● TO BE DONE
Retype every line of the data below exactly, keeping each one unchanged and in its original order.

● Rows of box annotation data
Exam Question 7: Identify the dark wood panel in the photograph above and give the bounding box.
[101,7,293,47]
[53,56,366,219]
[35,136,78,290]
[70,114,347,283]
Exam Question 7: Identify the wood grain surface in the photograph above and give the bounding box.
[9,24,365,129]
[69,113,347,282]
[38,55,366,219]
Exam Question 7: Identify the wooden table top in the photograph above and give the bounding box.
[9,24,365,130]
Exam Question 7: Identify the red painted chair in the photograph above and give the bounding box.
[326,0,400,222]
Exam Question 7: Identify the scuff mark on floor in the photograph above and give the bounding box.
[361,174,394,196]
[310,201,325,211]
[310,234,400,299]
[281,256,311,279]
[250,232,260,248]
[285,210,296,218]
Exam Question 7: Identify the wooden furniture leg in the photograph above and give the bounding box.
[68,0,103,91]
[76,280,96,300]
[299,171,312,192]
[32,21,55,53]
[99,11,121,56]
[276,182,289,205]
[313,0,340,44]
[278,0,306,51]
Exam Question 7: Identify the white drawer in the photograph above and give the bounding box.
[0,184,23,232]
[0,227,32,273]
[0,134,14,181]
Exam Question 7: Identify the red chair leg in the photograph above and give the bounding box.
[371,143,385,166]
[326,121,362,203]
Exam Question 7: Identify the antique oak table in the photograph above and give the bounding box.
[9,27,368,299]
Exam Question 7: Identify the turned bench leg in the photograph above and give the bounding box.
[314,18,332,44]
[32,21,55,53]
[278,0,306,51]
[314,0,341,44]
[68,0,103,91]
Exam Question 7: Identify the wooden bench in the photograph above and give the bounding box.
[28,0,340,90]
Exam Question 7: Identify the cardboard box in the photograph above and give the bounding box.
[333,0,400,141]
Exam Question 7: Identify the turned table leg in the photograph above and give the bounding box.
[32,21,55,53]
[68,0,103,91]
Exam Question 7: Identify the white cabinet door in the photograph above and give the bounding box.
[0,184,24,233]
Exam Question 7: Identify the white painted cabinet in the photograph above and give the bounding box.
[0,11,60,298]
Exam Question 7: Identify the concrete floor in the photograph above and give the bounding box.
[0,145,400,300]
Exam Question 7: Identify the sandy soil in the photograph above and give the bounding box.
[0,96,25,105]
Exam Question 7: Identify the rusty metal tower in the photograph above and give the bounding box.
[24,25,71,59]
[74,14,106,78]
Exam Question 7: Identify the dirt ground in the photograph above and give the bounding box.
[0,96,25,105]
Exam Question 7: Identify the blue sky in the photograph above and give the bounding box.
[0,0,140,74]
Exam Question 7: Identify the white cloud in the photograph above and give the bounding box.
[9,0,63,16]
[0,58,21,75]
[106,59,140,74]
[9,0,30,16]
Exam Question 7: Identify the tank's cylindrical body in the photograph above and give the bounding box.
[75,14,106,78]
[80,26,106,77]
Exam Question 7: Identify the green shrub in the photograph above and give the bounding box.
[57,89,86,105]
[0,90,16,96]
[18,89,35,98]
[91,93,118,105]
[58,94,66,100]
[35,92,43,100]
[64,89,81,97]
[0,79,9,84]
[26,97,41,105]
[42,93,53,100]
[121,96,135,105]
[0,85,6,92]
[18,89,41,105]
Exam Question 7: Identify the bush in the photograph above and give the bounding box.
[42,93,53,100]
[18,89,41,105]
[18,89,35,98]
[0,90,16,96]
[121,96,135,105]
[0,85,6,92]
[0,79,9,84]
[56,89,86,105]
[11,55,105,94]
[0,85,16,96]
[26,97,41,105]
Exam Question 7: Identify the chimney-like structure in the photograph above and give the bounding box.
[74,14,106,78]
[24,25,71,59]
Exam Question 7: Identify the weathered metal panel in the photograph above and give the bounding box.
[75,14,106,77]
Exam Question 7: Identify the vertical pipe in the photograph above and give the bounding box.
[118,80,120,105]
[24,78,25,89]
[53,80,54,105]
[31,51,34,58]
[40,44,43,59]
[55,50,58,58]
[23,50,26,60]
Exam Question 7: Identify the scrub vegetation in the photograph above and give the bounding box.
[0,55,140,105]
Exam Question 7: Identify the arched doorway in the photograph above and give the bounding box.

● RESULT FOR THIS TASK
Exam Question 7: Identify the dark wood panel in the photograph above and give the bounding box.
[101,7,293,47]
[53,56,366,219]
[35,136,78,290]
[70,114,347,283]
Exam Question 7: Identify the wood grain surface in the photograph above and give the bounding box.
[9,24,365,129]
[69,113,347,282]
[38,55,366,219]
Exam Question 7: Identify the wooden table top in the photograph above and give the bounding box.
[9,24,365,130]
Exam Question 7: Identify the red painted chair in the photograph above and give the bounding box.
[326,0,400,222]
Exam Question 7: Identify the scuff mark on floor in the photograph above and give the bounding box.
[361,174,394,196]
[310,201,325,211]
[310,234,400,299]
[281,256,311,279]
[250,232,260,248]
[285,210,296,218]
Exam Question 7: Identify the wooden furniture leg in the photograph above and give the bounding box.
[68,0,103,91]
[76,280,96,300]
[299,171,312,192]
[32,21,55,53]
[99,11,121,56]
[276,182,289,205]
[313,0,340,44]
[278,0,306,51]
Exam Question 7: Identify the white drawer in the photograph above and give the bounding box.
[0,184,23,232]
[0,227,32,273]
[0,134,14,181]
Exam Question 7: Identify the red chair leg in the photograph above and give the bounding box.
[371,143,385,166]
[326,121,362,203]
Exam Question 7: Identify the antique oak table in the photograph above and give the bounding box.
[9,27,368,299]
Exam Question 7: Identify the turned bench leg in the photograph above and give the bounding box.
[314,18,332,44]
[32,21,55,53]
[278,0,306,51]
[314,0,341,44]
[68,0,103,91]
Exam Question 7: Identify the wooden bench in the photograph above and give the bounding box.
[28,0,340,90]
Exam Question 7: Identify the cardboard box in the photograph above and give the bounding box.
[333,0,400,141]
Exam Question 7: Identify the turned table leg in the photograph above and give the bounding box.
[32,21,55,53]
[68,0,103,91]
Exam Question 7: Identify the white cabinet door in the photograph above and give the bounding box.
[0,184,24,233]
Exam Question 7: Identify the white painted cabinet in the photograph above and give the bounding box.
[0,11,60,298]
Exam Question 7: Identify the concrete floor in the photograph above and give the bounding box.
[0,145,400,300]
Exam Question 7: Identify the sandy soil in the photograph above and give the bounding box.
[0,96,25,105]
Exam Question 7: Identify the rusty metal tower in the photograph above and give the bounding box.
[24,25,71,59]
[74,14,106,78]
Exam Question 7: Identify the dirt ground in the photograph above and give the bounding box.
[0,96,25,105]
Exam Question 7: Identify the blue sky in the photograph above and give the bounding box.
[0,0,140,74]
Exam Question 7: Identify the white cloud in the photograph above and give the bounding box.
[9,0,63,16]
[0,58,21,75]
[106,59,140,74]
[9,0,30,16]
Exam Question 7: Identify the tank's cylindrical body in the photograph above and give the bounding box.
[75,14,106,78]
[80,26,106,77]
Exam Question 7: Identify the green shrub in the photograph above and give the bounding box.
[57,89,86,105]
[0,90,16,96]
[18,89,35,98]
[91,93,118,105]
[58,94,66,100]
[35,92,43,100]
[64,89,81,97]
[0,79,9,84]
[26,97,41,105]
[42,93,53,100]
[121,96,135,105]
[0,85,6,92]
[18,89,41,105]
Exam Question 7: Identify the bush in the photograph above and give the bounding box.
[42,93,53,100]
[18,89,41,105]
[18,89,35,98]
[0,90,16,96]
[121,96,135,105]
[0,85,6,92]
[0,79,9,84]
[56,89,86,105]
[11,55,105,94]
[0,85,16,96]
[26,97,41,105]
Exam Question 7: Identify the chimney-like structure in the photograph above and give the bounding box.
[74,14,106,78]
[24,25,71,59]
Exam Question 7: Identify the weathered metal panel in the photograph above and give the bounding box.
[75,14,106,77]
Exam Question 7: Identify the vertical pipe in the photograph above and give the bounding box.
[118,80,120,105]
[24,78,25,89]
[53,80,54,105]
[31,51,34,58]
[40,44,43,59]
[55,50,58,58]
[23,50,26,60]
Exam Question 7: Identify the scrub vegetation in the photograph above and give the bounding box.
[0,55,140,105]
Exam Question 7: Identify the arched doorway in the photograph above and give the bounding box.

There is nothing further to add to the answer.